* EXERCISE DETAILS
Could you print all the entries exactly?

* SUPPLIED MATERIAL

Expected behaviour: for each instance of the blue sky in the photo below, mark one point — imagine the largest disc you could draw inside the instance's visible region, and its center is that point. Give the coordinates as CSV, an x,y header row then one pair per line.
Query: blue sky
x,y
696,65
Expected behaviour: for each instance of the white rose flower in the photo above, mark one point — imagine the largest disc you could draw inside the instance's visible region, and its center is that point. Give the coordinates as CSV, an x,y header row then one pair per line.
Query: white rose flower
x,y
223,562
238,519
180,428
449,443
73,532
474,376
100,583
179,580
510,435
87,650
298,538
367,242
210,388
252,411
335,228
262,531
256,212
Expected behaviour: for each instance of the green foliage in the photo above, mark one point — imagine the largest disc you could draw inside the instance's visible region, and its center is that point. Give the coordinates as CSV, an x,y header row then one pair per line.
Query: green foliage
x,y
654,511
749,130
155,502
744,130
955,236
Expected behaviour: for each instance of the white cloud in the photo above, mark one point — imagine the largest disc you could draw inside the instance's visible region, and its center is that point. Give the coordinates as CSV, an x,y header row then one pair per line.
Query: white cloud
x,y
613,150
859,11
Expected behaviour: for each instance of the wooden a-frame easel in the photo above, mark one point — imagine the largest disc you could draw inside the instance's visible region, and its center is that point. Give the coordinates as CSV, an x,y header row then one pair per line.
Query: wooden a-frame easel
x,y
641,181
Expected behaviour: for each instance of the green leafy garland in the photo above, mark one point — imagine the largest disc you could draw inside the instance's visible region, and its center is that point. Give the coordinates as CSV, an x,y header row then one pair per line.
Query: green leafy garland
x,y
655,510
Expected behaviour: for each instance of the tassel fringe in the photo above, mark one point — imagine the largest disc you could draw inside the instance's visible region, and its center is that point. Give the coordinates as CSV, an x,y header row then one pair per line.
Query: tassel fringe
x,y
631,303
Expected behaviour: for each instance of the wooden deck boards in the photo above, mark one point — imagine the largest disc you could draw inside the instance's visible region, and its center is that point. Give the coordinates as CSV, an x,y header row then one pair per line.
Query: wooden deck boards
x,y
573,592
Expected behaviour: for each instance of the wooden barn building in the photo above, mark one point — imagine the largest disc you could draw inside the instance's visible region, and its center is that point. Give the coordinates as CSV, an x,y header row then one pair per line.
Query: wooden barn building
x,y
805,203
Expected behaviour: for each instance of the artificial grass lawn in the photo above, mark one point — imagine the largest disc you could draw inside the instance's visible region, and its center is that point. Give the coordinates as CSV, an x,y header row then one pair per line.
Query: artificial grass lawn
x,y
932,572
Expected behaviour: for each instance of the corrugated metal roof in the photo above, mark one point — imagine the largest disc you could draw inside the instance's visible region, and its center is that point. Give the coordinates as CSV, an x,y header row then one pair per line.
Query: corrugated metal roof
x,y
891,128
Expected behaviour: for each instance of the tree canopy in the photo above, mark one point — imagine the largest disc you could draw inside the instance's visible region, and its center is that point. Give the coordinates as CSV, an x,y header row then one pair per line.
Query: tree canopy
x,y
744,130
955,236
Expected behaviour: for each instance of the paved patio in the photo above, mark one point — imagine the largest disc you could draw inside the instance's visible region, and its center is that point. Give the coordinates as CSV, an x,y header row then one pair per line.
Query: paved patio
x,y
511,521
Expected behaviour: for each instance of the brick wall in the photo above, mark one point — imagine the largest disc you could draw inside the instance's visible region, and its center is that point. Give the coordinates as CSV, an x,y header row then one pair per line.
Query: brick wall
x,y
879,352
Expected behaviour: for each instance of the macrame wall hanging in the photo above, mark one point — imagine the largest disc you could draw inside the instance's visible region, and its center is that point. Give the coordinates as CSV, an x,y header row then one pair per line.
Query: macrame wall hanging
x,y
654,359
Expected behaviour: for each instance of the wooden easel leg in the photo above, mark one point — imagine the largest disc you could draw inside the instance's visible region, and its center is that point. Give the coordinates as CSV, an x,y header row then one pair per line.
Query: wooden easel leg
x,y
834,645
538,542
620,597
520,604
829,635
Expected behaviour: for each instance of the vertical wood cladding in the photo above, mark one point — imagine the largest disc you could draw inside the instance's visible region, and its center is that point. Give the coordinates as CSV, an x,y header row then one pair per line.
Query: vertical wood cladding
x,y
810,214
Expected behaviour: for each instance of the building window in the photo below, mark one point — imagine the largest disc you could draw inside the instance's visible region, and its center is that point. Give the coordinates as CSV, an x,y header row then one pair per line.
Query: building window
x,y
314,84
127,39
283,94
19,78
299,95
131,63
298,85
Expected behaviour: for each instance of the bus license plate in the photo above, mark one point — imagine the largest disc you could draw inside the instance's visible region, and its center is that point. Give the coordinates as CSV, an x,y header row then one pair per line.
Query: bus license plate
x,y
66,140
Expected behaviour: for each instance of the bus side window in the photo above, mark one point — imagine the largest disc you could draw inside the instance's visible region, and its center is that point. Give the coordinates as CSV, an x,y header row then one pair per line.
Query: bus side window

* RESPONSE TO THIS TASK
Expected behaviour: for each instance of the blue sky in the photo below, mark one point — imagine the largest disc you could draw inside the instance's visible region, and its center is that point. Give the coordinates as CSV, an x,y header row then one pair per line.
Query: blue sky
x,y
696,65
Expected behaviour: for each instance of the white rose flower in the photo above, mark one point — imagine the largest disc you could draw inside the instance's visible region, and its center is that point. Give the coordinates as CSV, an x,y header row then one pair per line.
Query: white rose flower
x,y
223,562
238,519
180,428
449,443
73,532
474,376
100,583
179,580
510,435
87,650
298,538
367,242
210,388
252,411
335,228
262,531
256,212
Expected behaviour: for each instance of the green foliage in the photo above, mark one point — imagine the largest disc you could draw inside the instance's visible region, and its center is that point. Give the coordinates as CSV, an x,y header row then one pair per line.
Query: green foliage
x,y
654,511
749,130
155,502
744,130
955,236
Expected behaviour: for each instance of the white cloud in the photo above, mark one point — imagine the largest disc you could draw inside the instance's visible region, and its center is that point. Give the coordinates as CSV, an x,y header row then one pair per line.
Query: white cloud
x,y
613,150
859,11
Expected behaviour: for each instance of the wooden a-frame easel in the photo above, mark one point — imagine the largest disc you could draw inside the instance's visible region, and its center is that point. Give the coordinates as CSV, an x,y header row then one pair per line.
Query: wooden a-frame easel
x,y
641,181
Expected behaviour: for each instance of the green leafy garland in the photo above, mark one point — imagine the largest disc you could draw inside the instance's visible region, and its center is that point. Give the coordinates as CSV, an x,y header row then one pair per line.
Query: green leafy garland
x,y
655,510
Expected behaviour: for each instance of the tassel fringe in the photo above, mark one point — imagine the largest disc you could draw inside the instance's visible region, and its center is that point. Give the coordinates as CSV, an x,y header row then one pair per line.
Query: tassel fringe
x,y
631,303
Expected behaviour: for each instance of the wooden deck boards in the photo above, mark one point — imagine the largest disc you could draw inside the instance's visible region, and its center is that point. Give the coordinates as CSV, an x,y header row then one pair per line.
Query: wooden deck boards
x,y
573,592
Expected behaviour: for each instance of the wooden barn building in the photo above, mark one point — imagine the largest disc you could draw inside the instance's visible region, and its center is that point. Give the coordinates as CSV, an x,y header row then one pair per line.
Query: wooden barn building
x,y
805,203
Expected behaviour: for each instance of the artificial grass lawn in the photo above, mark one point — imagine the largest disc you could draw inside the instance's visible region, and its center is that point. Give the coordinates as CSV, an x,y header row then one pair per line.
Query: artificial grass lawn
x,y
932,572
Expected behaviour: for each instance of the corrugated metal roof in the photo above, mark one point — imagine the largest disc you could draw inside the instance's visible region, and its center is that point. Give the coordinates as CSV, an x,y header row then one pair per line.
Query: corrugated metal roof
x,y
891,128
Expected behaviour: for each instance of the tree canopy in the photo above, mark one point — imagine the largest disc you could draw inside the instance's visible region, and its center is that point. Give the coordinates as CSV, an x,y header row then one pair per line.
Query: tree canopy
x,y
744,130
955,236
Expected behaviour: for each instance of the paved patio in the photo above, mark one point — imagine the largest disc you could draw inside the instance's visible region, and its center is that point. Give the coordinates as CSV, an x,y header row then one pair per line.
Query: paved patio
x,y
511,521
Expected behaviour: for each instance of the brick wall in the photo above, mark one point — imagine the largest disc you could draw inside the instance's visible region, and its center is that point. Give the coordinates as CSV, an x,y header row then one pair per line.
Query: brick wall
x,y
879,352
Expected behaviour: for each instance of the macrame wall hanging in the photo above, mark one point — imagine the largest disc you could draw inside the instance's visible region, and its center is that point. Give the coordinates as CSV, an x,y header row then one pair per line.
Query: macrame wall hanging
x,y
654,359
Expected behaviour: for each instance of the wooden easel leg in the photo above, mark one point — imagine the largest disc you could draw inside the instance's visible region, and its center is that point. Give the coordinates as CSV, an x,y header row then one pair per line.
Query: wooden easel leg
x,y
834,645
538,542
620,597
520,604
829,635
Expected behaviour: for each instance of the vertical wood cladding in the photo above, mark one point — imagine the largest disc you could draw inside the instance's visible region, and its center is that point. Give the coordinates as CSV, an x,y header row then one pair per line.
Query: vertical wood cladding
x,y
810,214
Expected behaviour: for each instance of the building window in the photo below, mark one point — imagine the largest disc you could draw inside the instance's visible region, and its center is that point. Give the coordinates as CSV, an x,y header row then one pair per line.
Query: building window
x,y
314,84
127,39
283,94
19,78
299,95
131,63
298,85
Expected behaviour: for each instance of the bus license plate in the photo above, mark one point — imagine the largest disc you could draw inside the instance's visible region, and its center is that point. Give the coordinates as CSV, an x,y header row then one pair per line.
Query: bus license plate
x,y
66,140
Expected behaviour: for each instance of the bus side window in the photo above, mark one point — imagine the largest disc you could draw inside the instance's visible region, and its center is that point. Give the coordinates as CSV, an x,y header row then one pair per line.
Query: bus side window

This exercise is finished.